_TEXT PROVIDED_.
STRING exercises

Learning objectives

In these exercises, we will use the STRING, STITCH, and DISEASES databases through their respective web interfaces. The exercises will teach you how to:

  • retrieve a STRING network for a protein of interest
  • interpret the different visual representations
  • inspect the evidence behind an interaction
  • retrieve a STITCH network for chemical compound of interest
  • use DISEASES to find proteins associated with a disease of interest

Exercise 1

1.1 Single protein query

We will first retrieve a STRING network for human insulin receptor (INSR). Go to https://string-db.org/, open the Protein by name search interface, and type INSR in the field Protein Name. You can either specify Homo sapiens in the Organism field leave it on auto-detect. Click SEARCH. If you specified the organism, you will immediately receive a protein network; otherwise you will first be presented with a disambiguation page on which you can specify that you meant the human protein.

1.2 Visual representations

The STRING web interface provides several different visual representations of the network. The Settings tab below the network view allows you to change between different visual representations of the same network. Try changing between the confidence and evidence views; do not forget to press the UPDATE button.

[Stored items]
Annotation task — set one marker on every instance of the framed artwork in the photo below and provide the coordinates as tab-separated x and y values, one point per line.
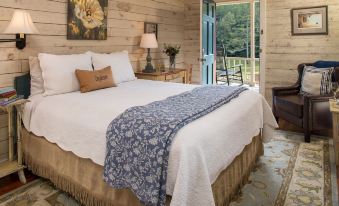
151	28
87	19
310	21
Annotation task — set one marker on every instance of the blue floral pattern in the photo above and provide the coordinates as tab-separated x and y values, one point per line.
139	140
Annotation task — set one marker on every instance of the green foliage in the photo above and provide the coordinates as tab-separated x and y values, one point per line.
233	29
171	50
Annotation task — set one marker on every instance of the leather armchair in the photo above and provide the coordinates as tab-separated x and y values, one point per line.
308	112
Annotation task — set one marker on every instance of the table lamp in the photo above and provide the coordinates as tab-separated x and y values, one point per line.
20	25
149	41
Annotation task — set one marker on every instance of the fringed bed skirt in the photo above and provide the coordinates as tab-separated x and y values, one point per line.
83	179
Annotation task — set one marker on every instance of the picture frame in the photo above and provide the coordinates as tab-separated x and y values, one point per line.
150	27
310	21
87	21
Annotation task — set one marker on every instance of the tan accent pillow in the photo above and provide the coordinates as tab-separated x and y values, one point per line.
94	80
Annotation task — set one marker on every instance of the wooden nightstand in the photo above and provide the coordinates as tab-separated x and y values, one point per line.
14	165
167	75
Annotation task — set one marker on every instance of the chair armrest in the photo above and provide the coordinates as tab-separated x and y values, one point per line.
318	98
280	91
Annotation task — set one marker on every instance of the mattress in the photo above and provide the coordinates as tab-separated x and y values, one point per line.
199	152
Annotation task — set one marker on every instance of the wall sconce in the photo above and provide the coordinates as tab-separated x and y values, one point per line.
20	25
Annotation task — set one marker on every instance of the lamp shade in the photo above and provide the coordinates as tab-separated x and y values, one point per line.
21	23
149	41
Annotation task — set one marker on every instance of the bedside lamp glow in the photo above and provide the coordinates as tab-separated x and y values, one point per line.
149	41
20	25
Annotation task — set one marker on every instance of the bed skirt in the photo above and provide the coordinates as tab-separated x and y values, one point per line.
83	179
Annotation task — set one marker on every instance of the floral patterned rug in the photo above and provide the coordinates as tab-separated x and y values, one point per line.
290	173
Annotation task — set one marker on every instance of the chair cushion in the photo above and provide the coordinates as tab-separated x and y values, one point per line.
316	81
292	104
326	64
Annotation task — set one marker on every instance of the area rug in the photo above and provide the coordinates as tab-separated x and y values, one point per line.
290	173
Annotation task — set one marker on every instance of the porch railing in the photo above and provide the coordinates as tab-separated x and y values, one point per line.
250	73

_TASK GOAL_. Go on with the STRING exercises from the point where they stop.

_FINAL ANSWER_.
Which information is shown for the edges in each representation? Why are there sometimes multiple lines connecting the same two proteins in the evidence representation?

1.3 Evidence viewers

A key feature of the STRING web interface is the evidence viewers. One should not rely purely on the confidence scores; it is important to inspect the actual evidence underlying an interaction before relying on it, for example, for designing experiments.

Which types of evidence support the interaction between insulin receptor (INSR) and insulin receptor substrate 1 (IRS1)?

Further detail on the evidence of an interaction can be seen in a popup by clicking on the corresponding edge in the network. Click on the edge between INSR and IRS1 to view its popup; you may need to move the nodes to make this easier.

Which type of evidence gives the largest contribution to the confidence score?

Click on the Show button to view the experimental evidence for the interaction.

Which types of experiments support this interaction?

1.4 Query parameters

The Settings tab also allows you to modify detailed parameters for the search, such as the types of evidence to use (active interaction sources), the minimum required interaction score, and the max number of interactors to show.

Change the minimum required interaction score to high confidence (0.700).

Does this change the set of proteins shown? Does it change the interactions shown?

Turn off all evidence types except experiments.

Does this change the set of proteins shown in the network?

Increase the max number of interactors to show* to 20.

How many interaction partners of INSR do you get in the network?

Change the minimum required interaction score back to 0.400.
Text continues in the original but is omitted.